### PETIKAN DOKUMEN:
=======

2. Satu kesatuan politik, dalam arti satu UUD dan politik pelaksanaannya serta
satu ideologi dan identitas nasional.
3. Satu kesatuan sosial-budaya, dalam arti satu perwujudan masyarakat Indonesia
atas dasar “Bhinneka Tunggal Ika”, satu tertib sosial dan satu tertib hukum.
4. Satu kesatuan ekonomi dengan berdasarkan atas asas usaha bersama dan asas
kekeluargaan dalam satu sistem ekonomi kerakyatan.
5. Satu kesatuan pertahanan dan keamanan dalam satu system terpadu, yaitu
sistem pertahanan keamanan rakyat semesta (Sishankamrata).
6. Satu kesatuan kebijakan nasional dalam arti pemerataan pembangunan dan
hasil-hasilnya yang mencakup aspek kehidupan nasional.

=======

Data yang dikutip dari sebuah koleksi
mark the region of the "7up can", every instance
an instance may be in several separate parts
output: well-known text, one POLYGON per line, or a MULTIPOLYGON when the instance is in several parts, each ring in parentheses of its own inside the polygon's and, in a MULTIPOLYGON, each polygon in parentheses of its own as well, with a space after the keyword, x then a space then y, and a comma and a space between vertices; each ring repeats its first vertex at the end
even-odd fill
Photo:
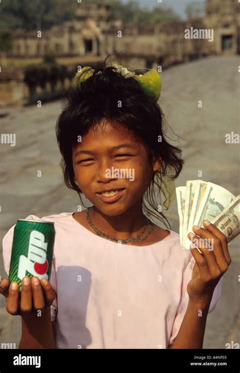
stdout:
POLYGON ((14 228, 9 279, 17 281, 33 276, 50 281, 55 236, 54 223, 19 219, 14 228))

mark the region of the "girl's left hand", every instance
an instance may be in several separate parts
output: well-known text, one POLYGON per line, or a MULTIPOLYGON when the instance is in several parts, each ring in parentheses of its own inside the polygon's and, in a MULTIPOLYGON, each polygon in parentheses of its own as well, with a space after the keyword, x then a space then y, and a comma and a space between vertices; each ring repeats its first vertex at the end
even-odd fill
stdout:
POLYGON ((196 263, 192 270, 192 279, 187 286, 189 299, 210 304, 218 282, 231 263, 226 236, 214 224, 205 220, 206 228, 194 225, 193 231, 199 237, 189 233, 188 238, 198 247, 201 254, 192 244, 190 249, 196 263), (203 239, 207 239, 206 242, 203 239))

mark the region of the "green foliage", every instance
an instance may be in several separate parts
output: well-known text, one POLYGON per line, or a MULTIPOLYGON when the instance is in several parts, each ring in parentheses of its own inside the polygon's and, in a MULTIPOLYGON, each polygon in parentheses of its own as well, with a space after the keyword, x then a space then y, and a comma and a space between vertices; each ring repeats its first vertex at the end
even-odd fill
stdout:
POLYGON ((0 51, 9 52, 13 47, 13 39, 12 33, 9 31, 0 32, 0 51))
POLYGON ((127 24, 138 22, 139 25, 153 25, 163 20, 179 18, 171 9, 156 7, 154 9, 141 8, 137 0, 122 4, 120 0, 4 0, 0 3, 0 29, 7 27, 26 30, 48 29, 73 19, 76 7, 84 4, 110 3, 112 18, 122 19, 127 24))

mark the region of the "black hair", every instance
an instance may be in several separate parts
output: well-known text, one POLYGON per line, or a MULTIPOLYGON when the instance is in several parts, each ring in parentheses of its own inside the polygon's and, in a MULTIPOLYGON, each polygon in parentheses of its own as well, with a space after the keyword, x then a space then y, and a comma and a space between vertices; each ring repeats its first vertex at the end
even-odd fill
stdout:
MULTIPOLYGON (((63 99, 63 108, 57 121, 56 131, 62 155, 60 165, 64 182, 68 188, 78 193, 84 206, 82 191, 74 180, 73 148, 78 143, 79 135, 84 136, 90 129, 94 130, 103 118, 113 126, 117 121, 133 131, 144 144, 150 162, 152 156, 162 158, 162 167, 153 172, 150 184, 143 196, 143 211, 147 216, 149 216, 149 213, 154 216, 168 226, 166 221, 170 227, 163 212, 158 211, 158 206, 162 206, 160 194, 162 176, 165 176, 168 166, 172 180, 177 178, 184 163, 181 157, 182 151, 167 142, 164 134, 164 124, 167 122, 158 104, 146 95, 134 78, 127 78, 114 66, 108 66, 110 58, 108 56, 103 65, 96 68, 91 76, 81 82, 81 86, 79 84, 72 86, 63 99), (122 107, 117 105, 119 100, 122 107), (156 196, 154 177, 159 188, 156 196), (159 194, 160 204, 157 201, 159 194)), ((122 64, 118 57, 117 59, 122 64)))

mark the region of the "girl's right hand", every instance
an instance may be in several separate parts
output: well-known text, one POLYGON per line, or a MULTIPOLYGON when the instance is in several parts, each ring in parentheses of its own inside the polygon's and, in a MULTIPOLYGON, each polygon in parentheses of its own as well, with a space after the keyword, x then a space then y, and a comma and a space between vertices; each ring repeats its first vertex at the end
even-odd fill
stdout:
POLYGON ((29 318, 38 316, 39 310, 46 312, 55 298, 55 294, 51 284, 33 276, 31 279, 25 276, 22 279, 22 291, 16 281, 10 284, 8 279, 3 279, 0 294, 6 298, 6 309, 9 314, 29 318))

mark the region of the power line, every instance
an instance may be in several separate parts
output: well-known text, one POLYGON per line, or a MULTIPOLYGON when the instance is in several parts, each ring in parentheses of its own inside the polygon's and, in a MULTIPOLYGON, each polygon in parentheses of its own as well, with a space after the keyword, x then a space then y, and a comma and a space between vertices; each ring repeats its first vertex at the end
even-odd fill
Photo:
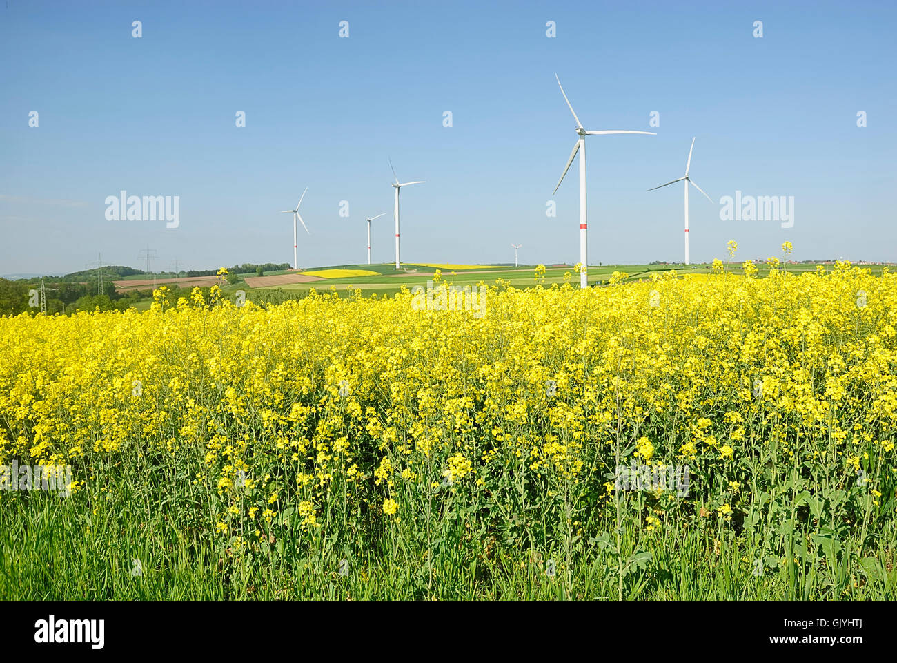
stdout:
POLYGON ((102 253, 97 253, 96 262, 88 262, 84 267, 97 266, 97 295, 105 294, 105 287, 103 287, 103 256, 102 253))

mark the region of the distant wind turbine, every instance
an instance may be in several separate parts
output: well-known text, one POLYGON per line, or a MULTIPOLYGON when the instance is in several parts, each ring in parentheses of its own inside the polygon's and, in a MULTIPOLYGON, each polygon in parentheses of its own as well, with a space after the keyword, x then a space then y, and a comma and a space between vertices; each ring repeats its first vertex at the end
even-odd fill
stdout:
POLYGON ((418 181, 406 181, 400 183, 398 181, 398 176, 396 174, 396 169, 392 166, 392 159, 389 160, 389 168, 393 172, 393 179, 396 181, 393 183, 393 187, 396 189, 396 269, 398 270, 398 190, 402 187, 406 187, 409 184, 423 184, 426 181, 420 180, 418 181))
POLYGON ((379 218, 385 214, 386 212, 384 212, 383 214, 378 214, 376 217, 368 219, 368 264, 369 265, 370 264, 370 222, 376 218, 379 218))
MULTIPOLYGON (((685 162, 685 174, 680 177, 678 180, 674 180, 673 181, 668 181, 666 184, 661 184, 659 187, 654 187, 654 189, 649 189, 648 190, 653 191, 656 189, 663 189, 664 187, 668 187, 670 184, 675 184, 677 181, 684 181, 685 183, 685 264, 689 264, 688 261, 688 185, 691 182, 692 186, 697 189, 701 193, 704 193, 704 190, 692 181, 691 178, 688 176, 688 169, 692 165, 692 150, 694 149, 694 138, 692 138, 692 147, 688 150, 688 161, 685 162)), ((710 200, 711 203, 713 199, 704 193, 704 198, 710 200)), ((715 204, 715 203, 714 203, 715 204)))
POLYGON ((308 226, 305 225, 305 221, 302 220, 302 217, 299 214, 299 206, 302 204, 302 199, 305 198, 305 194, 306 194, 306 192, 308 190, 309 190, 309 188, 306 187, 305 190, 302 191, 302 195, 299 199, 299 202, 296 203, 296 208, 295 209, 282 209, 281 210, 281 212, 283 212, 283 213, 291 213, 291 214, 292 214, 292 269, 293 270, 298 270, 299 269, 299 252, 298 252, 298 251, 296 249, 296 247, 299 246, 299 243, 296 241, 296 219, 297 218, 299 219, 299 222, 300 224, 302 224, 302 227, 305 228, 305 232, 309 233, 309 234, 311 234, 311 233, 309 232, 308 226))
POLYGON ((558 180, 558 185, 554 187, 554 191, 552 193, 553 196, 557 193, 558 188, 561 186, 561 182, 563 181, 563 178, 567 174, 567 171, 570 170, 570 164, 573 163, 573 158, 576 156, 576 153, 579 153, 579 262, 582 264, 582 270, 579 272, 579 287, 588 287, 588 277, 587 271, 588 270, 588 256, 587 251, 587 237, 586 231, 588 227, 588 214, 586 209, 586 137, 587 136, 610 136, 612 134, 643 134, 646 136, 657 136, 653 131, 630 131, 627 129, 601 129, 599 131, 587 131, 582 127, 582 123, 579 119, 576 117, 576 111, 570 103, 570 100, 567 99, 567 93, 563 91, 563 85, 561 84, 561 79, 558 78, 558 75, 554 75, 554 78, 558 82, 558 87, 561 88, 561 93, 563 94, 563 99, 567 102, 567 107, 570 108, 570 111, 573 113, 573 119, 576 120, 576 133, 579 135, 579 138, 576 141, 576 145, 573 146, 573 151, 570 153, 570 159, 567 160, 567 166, 563 169, 563 174, 561 175, 561 179, 558 180))

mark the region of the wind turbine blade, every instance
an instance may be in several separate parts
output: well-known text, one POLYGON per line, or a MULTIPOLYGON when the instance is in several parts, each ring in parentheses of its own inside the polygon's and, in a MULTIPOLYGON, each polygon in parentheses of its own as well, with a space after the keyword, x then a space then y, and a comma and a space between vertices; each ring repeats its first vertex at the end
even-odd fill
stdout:
POLYGON ((570 100, 567 99, 567 93, 563 91, 563 85, 561 84, 561 79, 558 78, 557 74, 554 75, 554 79, 558 82, 558 87, 561 88, 561 93, 563 94, 563 100, 567 102, 567 107, 570 109, 570 111, 573 113, 573 119, 576 120, 576 126, 579 128, 582 128, 582 122, 580 122, 579 119, 576 117, 576 110, 573 110, 573 107, 570 103, 570 100))
POLYGON ((692 146, 688 150, 688 161, 685 163, 685 177, 688 177, 688 169, 692 166, 692 150, 694 149, 694 138, 692 138, 692 146))
POLYGON ((589 136, 610 136, 612 134, 644 134, 645 136, 657 136, 653 131, 630 131, 628 129, 601 129, 600 131, 587 131, 589 136))
MULTIPOLYGON (((654 187, 654 189, 663 189, 664 187, 668 187, 670 184, 675 184, 677 181, 682 181, 684 177, 680 177, 678 180, 674 180, 673 181, 668 181, 666 184, 661 184, 659 187, 654 187)), ((653 191, 654 189, 649 189, 648 190, 653 191)))
POLYGON ((556 187, 554 187, 554 190, 552 191, 552 195, 553 196, 555 193, 557 193, 558 187, 560 187, 561 186, 561 182, 563 181, 564 177, 567 175, 567 171, 570 170, 570 164, 573 163, 573 157, 576 156, 576 153, 579 152, 579 141, 578 140, 578 141, 576 141, 576 145, 573 146, 573 151, 570 153, 570 158, 567 160, 567 165, 563 169, 563 174, 561 175, 561 179, 558 180, 558 185, 556 187))
MULTIPOLYGON (((692 180, 691 180, 691 179, 689 179, 689 181, 692 181, 692 180)), ((701 193, 704 193, 704 190, 703 190, 703 189, 701 189, 701 187, 699 187, 699 186, 698 186, 697 184, 695 184, 695 183, 694 183, 693 181, 692 181, 692 187, 694 187, 695 189, 697 189, 697 190, 698 190, 699 191, 701 191, 701 193)), ((711 203, 713 203, 714 205, 716 205, 716 203, 715 203, 715 202, 713 202, 713 199, 712 199, 712 198, 710 198, 710 196, 708 196, 708 195, 707 195, 706 193, 704 193, 704 198, 706 198, 706 199, 707 199, 708 200, 710 200, 710 201, 711 203)))

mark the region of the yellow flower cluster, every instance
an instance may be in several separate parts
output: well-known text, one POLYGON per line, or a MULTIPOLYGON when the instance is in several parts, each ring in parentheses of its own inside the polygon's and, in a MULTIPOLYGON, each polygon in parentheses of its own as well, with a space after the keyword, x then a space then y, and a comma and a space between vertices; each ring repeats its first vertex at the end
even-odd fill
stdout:
POLYGON ((407 290, 259 307, 161 288, 145 313, 0 318, 0 464, 71 464, 96 492, 104 464, 182 464, 171 481, 217 505, 205 526, 244 538, 539 486, 591 508, 636 456, 715 473, 691 494, 727 520, 760 454, 893 494, 893 274, 624 278, 493 288, 482 317, 407 290))

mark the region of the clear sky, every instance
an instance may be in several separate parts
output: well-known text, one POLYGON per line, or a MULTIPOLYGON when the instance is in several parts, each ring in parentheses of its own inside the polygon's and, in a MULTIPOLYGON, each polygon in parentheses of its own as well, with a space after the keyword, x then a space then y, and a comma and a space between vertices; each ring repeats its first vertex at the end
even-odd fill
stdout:
POLYGON ((591 264, 682 260, 682 185, 646 190, 683 174, 692 137, 714 201, 794 197, 783 228, 720 220, 692 189, 692 261, 729 239, 739 259, 788 240, 797 260, 895 261, 895 35, 890 0, 0 0, 0 274, 99 252, 139 267, 147 245, 157 270, 292 262, 278 210, 305 187, 300 267, 366 261, 382 212, 387 262, 390 157, 427 181, 402 192, 403 261, 507 262, 513 243, 524 263, 576 262, 576 164, 552 196, 576 138, 555 72, 586 128, 658 133, 588 137, 591 264), (179 196, 179 227, 107 220, 122 190, 179 196))

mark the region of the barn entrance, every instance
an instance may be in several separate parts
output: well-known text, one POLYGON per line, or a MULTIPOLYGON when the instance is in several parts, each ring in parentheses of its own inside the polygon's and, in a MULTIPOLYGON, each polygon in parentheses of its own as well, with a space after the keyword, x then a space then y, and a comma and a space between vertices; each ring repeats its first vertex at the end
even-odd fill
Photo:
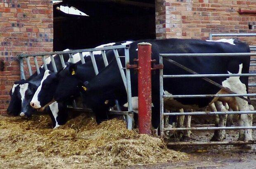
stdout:
POLYGON ((154 0, 63 0, 53 5, 54 51, 92 48, 125 40, 154 39, 154 0), (73 7, 89 16, 66 14, 73 7))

=======

Salin seluruh petikan dokumen tentang berbagai bentuk satu kesatuan nasional kata demi kata, tanpa perubahan apa pun. Data tersebut tidak berperan apa pun dalam hal ini.

2. Satu kesatuan politik, dalam arti satu UUD dan politik pelaksanaannya serta
satu ideologi dan identitas nasional.
3. Satu kesatuan sosial-budaya, dalam arti satu perwujudan masyarakat Indonesia
atas dasar “Bhinneka Tunggal Ika”, satu tertib sosial dan satu tertib hukum.
4. Satu kesatuan ekonomi dengan berdasarkan atas asas usaha bersama dan asas
kekeluargaan dalam satu sistem ekonomi kerakyatan.
5. Satu kesatuan pertahanan dan keamanan dalam satu system terpadu, yaitu
sistem pertahanan keamanan rakyat semesta (Sishankamrata).
6. Satu kesatuan kebijakan nasional dalam arti pemerataan pembangunan dan
hasil-hasilnya yang mencakup aspek kehidupan nasional.